> [Your task]:
Please repeat the records below exactly, but only from the line that contains "Could you please indicate the bale" onward, ending with the last line.

> [Point localization data]:
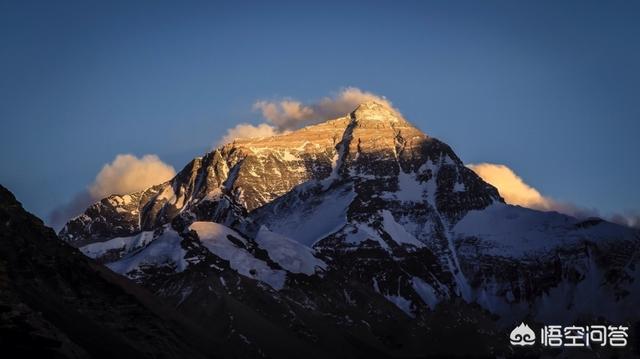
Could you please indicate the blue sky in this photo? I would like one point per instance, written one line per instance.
(550, 89)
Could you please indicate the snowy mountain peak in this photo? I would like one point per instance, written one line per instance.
(375, 111)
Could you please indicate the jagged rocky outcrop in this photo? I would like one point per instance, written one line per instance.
(365, 228)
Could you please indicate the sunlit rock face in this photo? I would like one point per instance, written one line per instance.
(394, 234)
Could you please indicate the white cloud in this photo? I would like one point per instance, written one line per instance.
(516, 191)
(245, 130)
(289, 114)
(125, 174)
(511, 187)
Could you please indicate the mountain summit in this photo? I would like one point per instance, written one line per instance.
(360, 232)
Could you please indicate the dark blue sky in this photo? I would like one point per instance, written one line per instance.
(551, 89)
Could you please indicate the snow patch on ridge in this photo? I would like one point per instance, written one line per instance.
(214, 237)
(291, 255)
(164, 250)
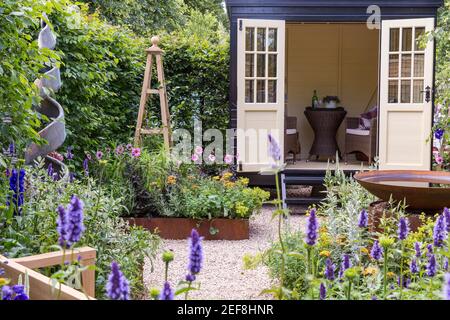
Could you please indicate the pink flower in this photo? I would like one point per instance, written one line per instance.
(198, 150)
(212, 157)
(120, 150)
(136, 152)
(228, 159)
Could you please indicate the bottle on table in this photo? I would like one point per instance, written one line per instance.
(315, 100)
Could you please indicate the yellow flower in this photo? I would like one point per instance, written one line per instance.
(325, 253)
(241, 209)
(390, 275)
(171, 180)
(364, 251)
(370, 271)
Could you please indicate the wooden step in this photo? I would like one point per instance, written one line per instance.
(304, 201)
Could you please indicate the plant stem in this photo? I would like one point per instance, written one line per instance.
(385, 274)
(280, 236)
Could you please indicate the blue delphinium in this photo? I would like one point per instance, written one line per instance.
(61, 225)
(312, 227)
(363, 220)
(75, 226)
(329, 269)
(195, 252)
(447, 219)
(117, 287)
(431, 267)
(446, 293)
(417, 246)
(274, 149)
(16, 186)
(323, 292)
(439, 232)
(166, 293)
(377, 251)
(413, 267)
(439, 133)
(403, 228)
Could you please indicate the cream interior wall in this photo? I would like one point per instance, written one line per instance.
(334, 59)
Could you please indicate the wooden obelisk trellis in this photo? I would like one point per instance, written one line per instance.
(154, 52)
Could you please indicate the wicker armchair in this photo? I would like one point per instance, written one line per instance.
(291, 141)
(361, 140)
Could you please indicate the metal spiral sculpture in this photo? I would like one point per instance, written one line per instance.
(55, 132)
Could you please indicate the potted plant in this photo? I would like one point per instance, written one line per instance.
(331, 101)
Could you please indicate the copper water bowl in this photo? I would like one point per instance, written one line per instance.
(425, 190)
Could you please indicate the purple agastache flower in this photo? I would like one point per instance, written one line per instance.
(50, 170)
(86, 166)
(19, 290)
(70, 225)
(7, 293)
(431, 267)
(439, 133)
(312, 227)
(439, 232)
(429, 250)
(16, 185)
(403, 228)
(274, 148)
(61, 225)
(362, 221)
(446, 214)
(69, 154)
(195, 252)
(329, 269)
(75, 226)
(446, 287)
(413, 267)
(417, 246)
(377, 251)
(190, 277)
(117, 287)
(323, 292)
(11, 149)
(346, 264)
(166, 293)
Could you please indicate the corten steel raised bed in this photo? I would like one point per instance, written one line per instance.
(417, 188)
(180, 228)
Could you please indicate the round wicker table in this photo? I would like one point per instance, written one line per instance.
(325, 124)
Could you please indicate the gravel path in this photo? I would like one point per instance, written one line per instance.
(223, 276)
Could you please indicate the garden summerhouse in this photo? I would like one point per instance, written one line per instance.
(373, 55)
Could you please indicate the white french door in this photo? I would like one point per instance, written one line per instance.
(260, 89)
(406, 86)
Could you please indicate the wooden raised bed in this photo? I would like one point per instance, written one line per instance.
(40, 285)
(180, 228)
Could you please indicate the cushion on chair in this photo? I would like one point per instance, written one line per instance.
(358, 132)
(366, 117)
(291, 131)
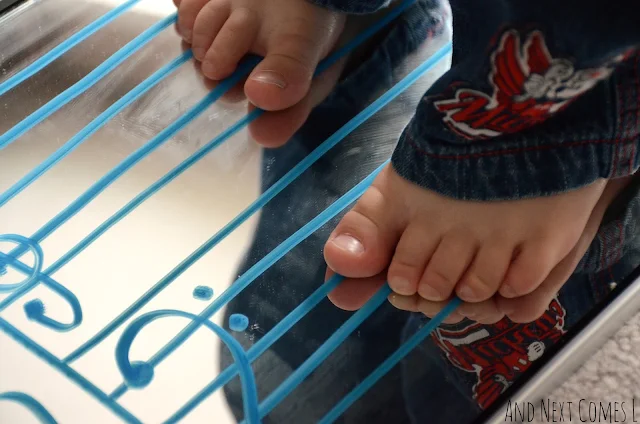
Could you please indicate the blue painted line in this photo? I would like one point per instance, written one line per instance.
(85, 83)
(31, 404)
(390, 362)
(93, 127)
(259, 203)
(272, 257)
(324, 351)
(140, 374)
(260, 347)
(67, 371)
(139, 154)
(65, 46)
(56, 287)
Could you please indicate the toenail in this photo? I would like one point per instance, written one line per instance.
(400, 284)
(467, 293)
(199, 52)
(507, 291)
(269, 77)
(429, 293)
(208, 67)
(348, 243)
(507, 310)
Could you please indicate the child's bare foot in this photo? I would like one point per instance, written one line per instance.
(291, 35)
(530, 307)
(436, 246)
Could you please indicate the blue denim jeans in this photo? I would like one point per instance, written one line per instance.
(462, 368)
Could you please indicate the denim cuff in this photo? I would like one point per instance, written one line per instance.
(595, 137)
(353, 7)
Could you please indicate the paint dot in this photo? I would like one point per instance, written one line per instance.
(203, 293)
(238, 322)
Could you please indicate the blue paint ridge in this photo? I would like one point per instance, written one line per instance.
(261, 346)
(272, 257)
(56, 287)
(139, 374)
(67, 371)
(324, 351)
(140, 154)
(93, 127)
(203, 293)
(65, 46)
(238, 322)
(390, 362)
(263, 199)
(85, 83)
(35, 407)
(38, 256)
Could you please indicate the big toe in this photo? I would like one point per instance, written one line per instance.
(284, 77)
(364, 241)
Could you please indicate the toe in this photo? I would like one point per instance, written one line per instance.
(447, 265)
(283, 78)
(363, 242)
(487, 271)
(188, 11)
(410, 258)
(352, 293)
(273, 129)
(486, 312)
(530, 267)
(231, 44)
(207, 26)
(426, 307)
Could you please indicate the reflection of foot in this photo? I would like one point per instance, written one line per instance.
(436, 246)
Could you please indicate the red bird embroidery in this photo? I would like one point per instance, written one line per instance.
(528, 87)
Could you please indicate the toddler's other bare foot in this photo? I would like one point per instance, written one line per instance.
(291, 35)
(435, 246)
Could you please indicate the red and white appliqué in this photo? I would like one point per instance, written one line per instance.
(529, 86)
(497, 354)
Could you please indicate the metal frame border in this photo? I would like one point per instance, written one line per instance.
(608, 319)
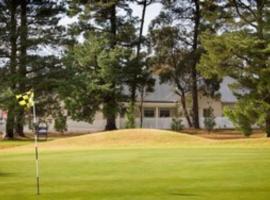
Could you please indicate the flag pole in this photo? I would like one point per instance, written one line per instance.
(36, 147)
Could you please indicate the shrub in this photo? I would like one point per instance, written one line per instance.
(60, 123)
(209, 119)
(130, 116)
(176, 124)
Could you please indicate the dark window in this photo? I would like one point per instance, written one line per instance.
(164, 113)
(123, 112)
(149, 112)
(205, 112)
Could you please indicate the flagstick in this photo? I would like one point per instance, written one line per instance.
(36, 147)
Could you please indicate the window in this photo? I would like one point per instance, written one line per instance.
(164, 113)
(149, 112)
(123, 112)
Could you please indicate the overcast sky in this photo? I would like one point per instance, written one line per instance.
(152, 11)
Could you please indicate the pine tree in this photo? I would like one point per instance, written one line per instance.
(118, 33)
(241, 51)
(32, 27)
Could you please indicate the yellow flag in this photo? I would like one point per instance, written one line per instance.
(26, 99)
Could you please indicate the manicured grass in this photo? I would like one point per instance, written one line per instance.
(145, 171)
(8, 144)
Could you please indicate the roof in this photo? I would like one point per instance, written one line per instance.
(165, 92)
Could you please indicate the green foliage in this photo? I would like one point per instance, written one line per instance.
(177, 124)
(209, 119)
(130, 116)
(243, 115)
(95, 78)
(242, 52)
(60, 123)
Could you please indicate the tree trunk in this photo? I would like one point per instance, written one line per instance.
(134, 82)
(19, 123)
(183, 102)
(267, 124)
(195, 106)
(10, 124)
(111, 117)
(22, 66)
(141, 107)
(13, 63)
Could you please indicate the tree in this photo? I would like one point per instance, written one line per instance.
(91, 77)
(188, 18)
(117, 30)
(31, 27)
(136, 70)
(241, 51)
(209, 119)
(170, 62)
(8, 33)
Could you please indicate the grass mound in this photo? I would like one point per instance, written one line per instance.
(127, 137)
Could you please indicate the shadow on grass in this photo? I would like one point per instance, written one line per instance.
(5, 174)
(184, 194)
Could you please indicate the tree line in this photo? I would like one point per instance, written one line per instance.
(191, 44)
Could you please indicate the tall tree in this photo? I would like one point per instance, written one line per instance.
(186, 16)
(137, 68)
(8, 51)
(241, 50)
(29, 66)
(104, 18)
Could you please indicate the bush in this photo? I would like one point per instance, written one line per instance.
(130, 116)
(177, 124)
(209, 119)
(60, 123)
(240, 120)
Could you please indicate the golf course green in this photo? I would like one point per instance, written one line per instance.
(138, 165)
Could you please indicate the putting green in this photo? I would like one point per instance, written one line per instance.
(139, 165)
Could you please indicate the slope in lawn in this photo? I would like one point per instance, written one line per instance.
(128, 137)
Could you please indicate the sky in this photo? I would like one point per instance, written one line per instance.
(152, 12)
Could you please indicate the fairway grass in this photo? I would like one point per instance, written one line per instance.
(139, 165)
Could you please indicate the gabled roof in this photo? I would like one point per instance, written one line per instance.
(165, 92)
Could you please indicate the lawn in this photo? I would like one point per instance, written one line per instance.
(139, 165)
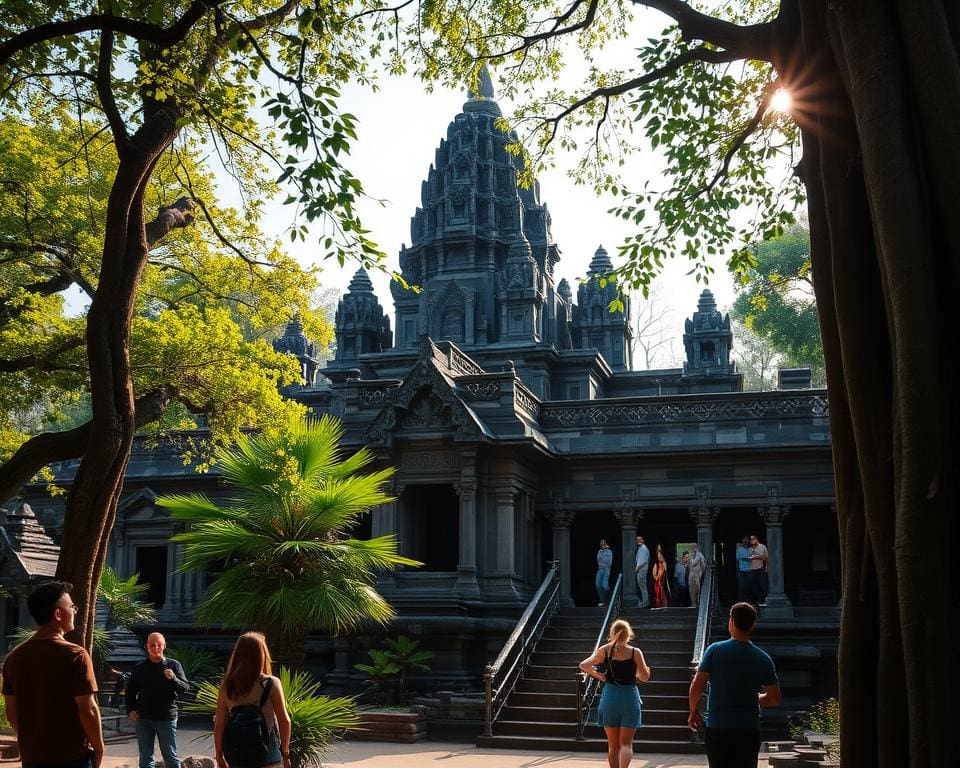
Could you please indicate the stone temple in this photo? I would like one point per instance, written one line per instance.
(521, 435)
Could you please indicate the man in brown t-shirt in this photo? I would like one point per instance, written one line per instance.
(50, 689)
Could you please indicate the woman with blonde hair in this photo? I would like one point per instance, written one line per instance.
(623, 666)
(252, 726)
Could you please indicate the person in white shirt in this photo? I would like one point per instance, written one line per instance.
(641, 569)
(695, 569)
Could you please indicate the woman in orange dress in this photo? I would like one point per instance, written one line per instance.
(661, 596)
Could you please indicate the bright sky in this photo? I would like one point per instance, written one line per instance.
(400, 128)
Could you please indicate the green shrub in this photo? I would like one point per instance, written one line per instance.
(315, 720)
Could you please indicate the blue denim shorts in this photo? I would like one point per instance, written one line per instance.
(619, 706)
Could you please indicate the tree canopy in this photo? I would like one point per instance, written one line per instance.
(871, 137)
(777, 303)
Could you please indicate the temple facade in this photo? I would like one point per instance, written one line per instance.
(520, 435)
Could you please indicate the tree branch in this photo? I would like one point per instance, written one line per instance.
(749, 42)
(164, 37)
(176, 216)
(104, 78)
(49, 447)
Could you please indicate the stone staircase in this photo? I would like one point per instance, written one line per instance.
(541, 713)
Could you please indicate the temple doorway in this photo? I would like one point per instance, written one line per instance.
(585, 533)
(431, 526)
(729, 529)
(674, 532)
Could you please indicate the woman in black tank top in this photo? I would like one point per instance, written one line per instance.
(621, 667)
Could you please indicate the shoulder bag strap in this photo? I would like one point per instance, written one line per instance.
(267, 685)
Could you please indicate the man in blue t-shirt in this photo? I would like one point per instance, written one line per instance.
(742, 679)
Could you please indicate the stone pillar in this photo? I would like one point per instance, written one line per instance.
(506, 530)
(467, 564)
(628, 519)
(778, 604)
(704, 516)
(560, 519)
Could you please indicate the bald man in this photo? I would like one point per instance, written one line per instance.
(152, 693)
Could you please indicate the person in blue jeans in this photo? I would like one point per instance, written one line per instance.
(604, 562)
(742, 679)
(152, 693)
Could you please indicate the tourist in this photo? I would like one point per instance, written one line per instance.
(758, 569)
(50, 689)
(742, 679)
(680, 579)
(604, 562)
(661, 587)
(744, 578)
(623, 667)
(249, 685)
(152, 692)
(641, 569)
(696, 567)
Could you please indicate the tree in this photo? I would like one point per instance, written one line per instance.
(756, 358)
(777, 302)
(291, 562)
(654, 330)
(157, 80)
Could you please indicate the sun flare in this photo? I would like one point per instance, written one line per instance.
(782, 101)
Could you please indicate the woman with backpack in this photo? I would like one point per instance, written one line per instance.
(252, 726)
(623, 666)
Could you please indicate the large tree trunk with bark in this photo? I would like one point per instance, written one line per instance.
(881, 154)
(95, 492)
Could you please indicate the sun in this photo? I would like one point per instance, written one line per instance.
(782, 101)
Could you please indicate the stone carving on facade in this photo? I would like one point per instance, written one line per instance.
(429, 461)
(720, 409)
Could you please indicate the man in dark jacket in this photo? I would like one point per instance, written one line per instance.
(152, 692)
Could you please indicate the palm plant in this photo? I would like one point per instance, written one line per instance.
(314, 720)
(122, 598)
(291, 563)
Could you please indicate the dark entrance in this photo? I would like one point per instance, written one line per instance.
(673, 531)
(432, 526)
(586, 530)
(152, 567)
(811, 556)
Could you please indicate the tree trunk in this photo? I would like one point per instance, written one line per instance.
(885, 247)
(92, 502)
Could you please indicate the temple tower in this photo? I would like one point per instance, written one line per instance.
(594, 325)
(708, 340)
(361, 325)
(481, 249)
(295, 342)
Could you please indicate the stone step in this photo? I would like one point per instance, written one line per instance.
(568, 715)
(568, 730)
(641, 745)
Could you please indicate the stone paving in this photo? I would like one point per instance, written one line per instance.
(426, 754)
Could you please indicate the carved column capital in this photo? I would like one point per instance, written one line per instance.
(628, 517)
(560, 518)
(775, 514)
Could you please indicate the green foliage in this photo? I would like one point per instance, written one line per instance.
(204, 318)
(122, 597)
(292, 564)
(198, 664)
(315, 720)
(776, 302)
(392, 665)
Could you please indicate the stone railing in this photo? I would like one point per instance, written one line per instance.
(685, 408)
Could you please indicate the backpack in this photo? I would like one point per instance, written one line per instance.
(246, 736)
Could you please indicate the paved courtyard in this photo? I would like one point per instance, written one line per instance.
(426, 754)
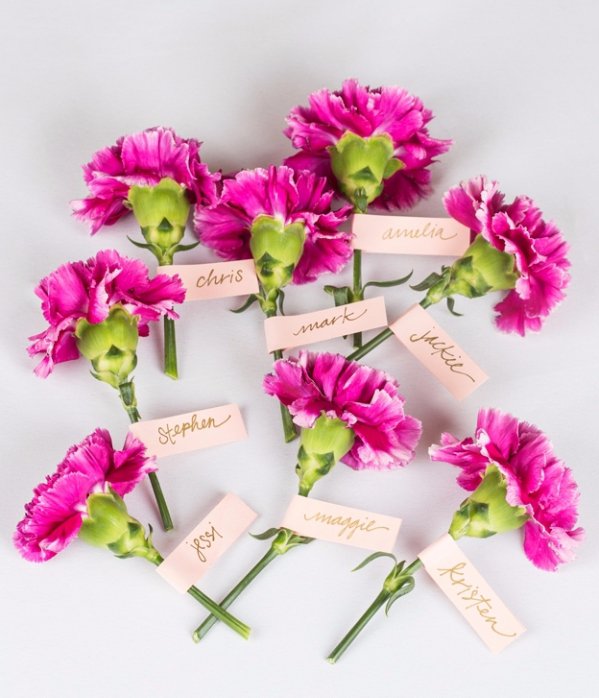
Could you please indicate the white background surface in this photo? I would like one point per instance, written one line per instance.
(514, 84)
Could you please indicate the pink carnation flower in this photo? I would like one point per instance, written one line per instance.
(55, 514)
(143, 159)
(365, 399)
(535, 480)
(88, 290)
(519, 229)
(293, 197)
(368, 112)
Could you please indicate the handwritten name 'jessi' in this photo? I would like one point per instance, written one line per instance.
(429, 230)
(204, 542)
(170, 433)
(347, 315)
(348, 524)
(443, 350)
(213, 279)
(471, 595)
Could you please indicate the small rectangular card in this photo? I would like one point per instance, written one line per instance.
(436, 350)
(464, 586)
(203, 546)
(339, 524)
(288, 331)
(205, 282)
(191, 431)
(409, 235)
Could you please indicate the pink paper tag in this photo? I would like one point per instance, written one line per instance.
(191, 431)
(362, 529)
(464, 586)
(205, 282)
(287, 331)
(202, 547)
(434, 348)
(406, 235)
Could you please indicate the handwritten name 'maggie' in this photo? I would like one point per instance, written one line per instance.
(170, 434)
(341, 318)
(347, 524)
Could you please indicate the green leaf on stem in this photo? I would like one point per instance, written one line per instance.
(372, 557)
(450, 306)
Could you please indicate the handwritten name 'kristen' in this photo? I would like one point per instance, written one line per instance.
(347, 315)
(348, 524)
(472, 596)
(170, 434)
(443, 351)
(429, 230)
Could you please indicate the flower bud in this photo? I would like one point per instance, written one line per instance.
(110, 345)
(486, 511)
(481, 269)
(361, 165)
(320, 448)
(276, 249)
(162, 213)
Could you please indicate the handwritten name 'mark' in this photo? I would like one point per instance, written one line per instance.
(168, 434)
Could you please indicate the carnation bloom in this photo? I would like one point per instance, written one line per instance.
(56, 513)
(143, 159)
(518, 229)
(534, 479)
(368, 113)
(89, 290)
(289, 198)
(365, 399)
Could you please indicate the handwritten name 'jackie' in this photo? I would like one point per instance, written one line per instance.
(347, 315)
(443, 350)
(429, 230)
(348, 525)
(170, 434)
(472, 597)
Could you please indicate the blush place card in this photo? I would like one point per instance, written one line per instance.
(191, 431)
(314, 518)
(464, 586)
(436, 350)
(408, 235)
(205, 544)
(288, 331)
(217, 280)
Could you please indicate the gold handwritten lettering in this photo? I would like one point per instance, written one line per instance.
(348, 525)
(204, 542)
(471, 594)
(429, 230)
(212, 279)
(169, 434)
(443, 350)
(347, 315)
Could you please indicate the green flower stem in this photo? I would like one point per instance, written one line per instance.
(288, 426)
(357, 290)
(127, 394)
(382, 598)
(376, 340)
(170, 349)
(212, 619)
(217, 611)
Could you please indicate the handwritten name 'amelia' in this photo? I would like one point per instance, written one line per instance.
(428, 230)
(348, 525)
(168, 434)
(443, 350)
(472, 597)
(347, 315)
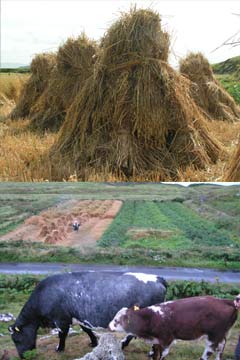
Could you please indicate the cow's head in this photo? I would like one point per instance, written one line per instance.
(24, 338)
(121, 320)
(237, 302)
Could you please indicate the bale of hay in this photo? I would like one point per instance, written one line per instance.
(135, 114)
(210, 95)
(74, 64)
(41, 67)
(233, 173)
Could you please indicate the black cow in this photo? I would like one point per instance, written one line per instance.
(90, 297)
(237, 351)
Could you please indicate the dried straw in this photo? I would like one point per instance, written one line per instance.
(233, 173)
(74, 64)
(41, 67)
(209, 94)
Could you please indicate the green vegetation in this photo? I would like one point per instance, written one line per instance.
(229, 66)
(186, 226)
(231, 84)
(174, 226)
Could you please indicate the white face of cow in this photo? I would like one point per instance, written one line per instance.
(117, 323)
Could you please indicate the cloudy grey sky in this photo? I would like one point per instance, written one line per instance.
(32, 26)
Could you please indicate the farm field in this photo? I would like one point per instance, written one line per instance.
(24, 152)
(152, 224)
(14, 291)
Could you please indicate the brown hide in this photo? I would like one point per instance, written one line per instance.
(185, 319)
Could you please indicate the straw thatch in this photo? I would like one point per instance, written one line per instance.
(135, 113)
(41, 67)
(233, 173)
(210, 95)
(74, 64)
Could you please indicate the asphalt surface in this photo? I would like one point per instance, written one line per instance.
(169, 273)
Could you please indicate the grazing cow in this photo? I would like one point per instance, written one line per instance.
(237, 351)
(185, 319)
(92, 298)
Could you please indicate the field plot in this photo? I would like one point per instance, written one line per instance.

> [Response to the task]:
Could you please indicate the bale of hay in this photo? I would like one point per instance, written one line per instance.
(135, 114)
(210, 95)
(74, 64)
(41, 67)
(233, 173)
Could you please indicate the black cow in this photo? I would like one point per instance, written one line per instance.
(90, 297)
(237, 351)
Could you please indicate the dried straw in this photo? I would like one point per instance, written one line per instance.
(233, 173)
(74, 64)
(41, 67)
(209, 94)
Could you please indicate the green vegetation in this photo? I would like one point per instance, written one line per instance.
(229, 66)
(186, 226)
(231, 84)
(174, 226)
Could you please indicate the white face of cow in this photo? I would like one point per instance, written one line per instance.
(117, 323)
Could you please indicate the cloudy grey sky in this photo? I would like one point per instance, written one line per instance.
(32, 26)
Could you please indicate the farm field in this photo? I would like one point per instance, written one line per instance.
(24, 152)
(152, 224)
(14, 291)
Could you please indicate the brown hide in this photo? I would like one point per instance, written one line per instance.
(185, 319)
Could you please indicate the straw thatch in this photo? I would like one point per instance, written one line per instance.
(135, 113)
(41, 67)
(233, 173)
(210, 95)
(74, 64)
Could you please indicate the asphalt surface in this photo? I would like one point per instance, written one line per instance.
(169, 273)
Could you please indicate the grazing cow in this photo? I would like one point per instance, written one line per instance.
(237, 351)
(185, 319)
(92, 298)
Could you please indicate the field plot in this photo? I would like one point per instance, written one line per instance.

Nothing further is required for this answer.